What you have to do
Begin at the line that has "For this dataset, tag each instance of the roof" and stop after the line that has "[[352, 246], [99, 68], [336, 173], [31, 216]]": what do those lines look like when rewritten in full with every coordinate in the answers multiplied by 1.1 and rounded to a whole number, halves up? Keep the numbers in the other lines unchanged, and return only those lines.

Extracted information

◆ ◆ ◆

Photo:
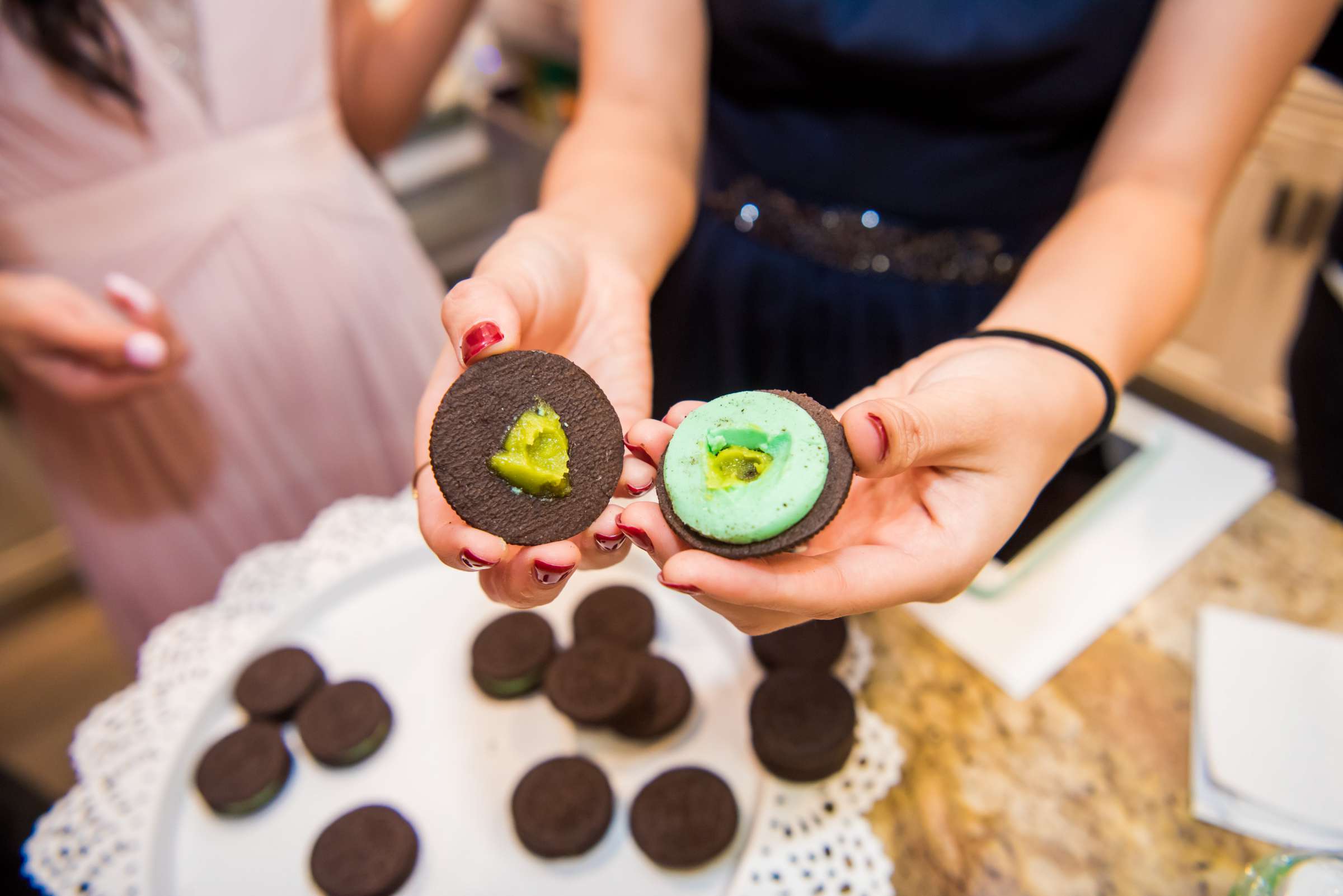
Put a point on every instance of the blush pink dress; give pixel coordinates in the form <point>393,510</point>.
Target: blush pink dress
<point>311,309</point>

◆ ◆ ◆

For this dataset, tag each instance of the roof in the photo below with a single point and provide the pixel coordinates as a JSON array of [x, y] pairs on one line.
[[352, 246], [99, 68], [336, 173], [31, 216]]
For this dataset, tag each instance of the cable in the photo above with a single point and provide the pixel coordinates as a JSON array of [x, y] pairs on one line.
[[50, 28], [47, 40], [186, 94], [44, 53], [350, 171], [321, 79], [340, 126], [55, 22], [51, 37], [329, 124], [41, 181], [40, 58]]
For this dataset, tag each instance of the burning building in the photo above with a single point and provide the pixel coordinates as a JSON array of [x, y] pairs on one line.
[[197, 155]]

◆ ◆ ◆

Task answer
For this dataset, tag each instance of the roof in the photo below with a single point and provide the pixel coordinates as a JSON array of [x, y] pairs on one line.
[[387, 271], [109, 75], [370, 190], [34, 238]]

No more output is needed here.